## WHAT YOU SHOULD DO
Reproduce the listing below verbatim, leaving every line unchanged.
====
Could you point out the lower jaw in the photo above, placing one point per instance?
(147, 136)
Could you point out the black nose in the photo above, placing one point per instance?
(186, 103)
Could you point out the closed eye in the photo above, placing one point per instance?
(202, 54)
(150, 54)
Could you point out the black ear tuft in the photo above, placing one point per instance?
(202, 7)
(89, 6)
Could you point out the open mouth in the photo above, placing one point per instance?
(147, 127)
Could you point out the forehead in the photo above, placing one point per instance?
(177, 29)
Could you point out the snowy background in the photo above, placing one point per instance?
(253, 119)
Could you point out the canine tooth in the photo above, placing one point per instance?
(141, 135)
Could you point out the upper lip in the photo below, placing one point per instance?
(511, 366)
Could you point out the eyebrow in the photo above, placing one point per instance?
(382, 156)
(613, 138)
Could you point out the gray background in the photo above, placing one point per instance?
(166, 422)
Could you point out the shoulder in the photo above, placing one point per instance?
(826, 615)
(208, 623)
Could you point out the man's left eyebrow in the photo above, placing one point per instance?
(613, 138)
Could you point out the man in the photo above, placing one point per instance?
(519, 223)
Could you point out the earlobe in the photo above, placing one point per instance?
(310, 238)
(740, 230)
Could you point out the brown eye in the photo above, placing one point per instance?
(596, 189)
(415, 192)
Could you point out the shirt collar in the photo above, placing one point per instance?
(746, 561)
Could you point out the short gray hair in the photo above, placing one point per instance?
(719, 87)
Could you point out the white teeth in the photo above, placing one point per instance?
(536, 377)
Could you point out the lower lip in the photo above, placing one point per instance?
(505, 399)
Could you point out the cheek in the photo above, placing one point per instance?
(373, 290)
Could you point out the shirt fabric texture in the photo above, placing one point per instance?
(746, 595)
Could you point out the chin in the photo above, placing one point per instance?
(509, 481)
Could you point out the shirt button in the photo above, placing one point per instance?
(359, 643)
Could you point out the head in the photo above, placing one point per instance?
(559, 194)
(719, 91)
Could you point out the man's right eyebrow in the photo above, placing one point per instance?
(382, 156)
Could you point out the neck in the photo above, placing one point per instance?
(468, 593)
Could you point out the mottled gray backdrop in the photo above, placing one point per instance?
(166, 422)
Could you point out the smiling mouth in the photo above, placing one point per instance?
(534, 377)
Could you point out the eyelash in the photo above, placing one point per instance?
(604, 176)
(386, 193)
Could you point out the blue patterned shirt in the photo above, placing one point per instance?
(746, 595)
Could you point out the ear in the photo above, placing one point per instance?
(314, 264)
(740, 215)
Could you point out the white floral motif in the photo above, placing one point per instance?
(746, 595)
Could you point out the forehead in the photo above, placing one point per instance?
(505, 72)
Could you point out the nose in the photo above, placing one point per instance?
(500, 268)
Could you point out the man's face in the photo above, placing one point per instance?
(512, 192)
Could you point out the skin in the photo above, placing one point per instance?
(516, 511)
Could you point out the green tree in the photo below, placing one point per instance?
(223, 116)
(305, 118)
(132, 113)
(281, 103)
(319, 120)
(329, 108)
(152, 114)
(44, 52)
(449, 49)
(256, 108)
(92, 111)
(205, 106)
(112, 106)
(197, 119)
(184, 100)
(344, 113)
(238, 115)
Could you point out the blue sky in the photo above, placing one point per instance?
====
## REPLY TO THE TASK
Could you point out the lower jaw in the photo above, placing one point per instance?
(147, 136)
Could you point out the black nose in the photo above, placing one point per instance?
(186, 103)
Could you point out the closed eye in the photo above, placing one point per instance?
(202, 54)
(150, 54)
Could you point out the black ear tuft in the photo above, placing one point per instance?
(202, 7)
(89, 6)
Could you point out the open mouth in the photo above, placing one point per instance?
(147, 127)
Could you point out the forehead in the photo above, placing one point per instance?
(177, 29)
Could you point out the snowy background in the photo above, placing one point per instance?
(253, 119)
Could you point out the canine tooth in the photo above, placing one point per instance?
(141, 135)
Could you point out the upper lip in the photo below, placing one point per instance?
(511, 366)
Could you point out the eyebrow in the photo above, placing one point per instance?
(382, 156)
(613, 138)
Could you point out the gray background in the photo above, placing one point per instance?
(166, 422)
Could you point out the shoulder in the photo above, placing one point per instance?
(826, 615)
(208, 623)
Could you point out the man's left eyebrow in the photo above, placing one point per instance?
(613, 138)
Could you point out the man in the photo above, placing one point per instance?
(519, 223)
Could you point out the earlobe in the photo above, placing one point per instance?
(310, 238)
(740, 230)
Could you point out the brown eye in the photo above, placing one point per instance?
(596, 189)
(415, 192)
Could you point out the shirt collar in the photo above, placing one point per instance?
(746, 561)
Could you point out the short gray hair in the photo above, placing one point per instance?
(719, 87)
Could you point out the white teeth in the photo above, placing one point per instance?
(536, 377)
Could you point out the lower lip in the photo above, placing one point per instance?
(505, 399)
Could you point out the cheek in the photo above, placing one point per instance?
(373, 290)
Could you point out the shirt fabric texture in the photo above, placing one point per instance?
(746, 595)
Could you point out the chin in the photo above, placing one point per instance?
(509, 481)
Could you point out the shirt button in the photo above, placing one point per instance?
(359, 643)
Could you point out the head in the photo above, placing one point per instance?
(559, 194)
(719, 91)
Could you point out the man's right eyebrow in the photo above, placing one point per instance?
(382, 156)
Could you point out the neck in the photo above, placing one point per instance?
(468, 593)
Could you point out the mottled gray backdrop in the photo above, placing one point per instance?
(166, 422)
Could you point out the smiling mouth in the photo above, placing one point per instance?
(534, 377)
Could you point out the eyelash in the photo above, placing one point per instance?
(604, 176)
(386, 193)
Could you point out the blue patterned shirt in the photo above, placing one point per instance?
(746, 595)
Could you point out the ear in the photo above, placing one point per instance?
(314, 264)
(740, 215)
Could you point out the white floral motif in the photo above, placing one point per instance?
(746, 595)
Could you point out the forehead in the photo above, placing one point per instance?
(505, 72)
Could you point out the nose in the photo above, placing one point per instance?
(500, 268)
Could you point out the man's face in the photo above, placing one point per instance?
(512, 192)
Could you point out the skin in the photo above, placing one point per instance?
(516, 511)
Could you point out the green tree in the photo below, placing one point per instance?
(223, 116)
(305, 118)
(132, 113)
(281, 103)
(319, 120)
(329, 108)
(152, 114)
(44, 52)
(449, 49)
(256, 108)
(92, 111)
(205, 106)
(112, 106)
(197, 119)
(184, 100)
(344, 113)
(238, 115)
Could you point out the blue sky in the photo above, placing one point per instance?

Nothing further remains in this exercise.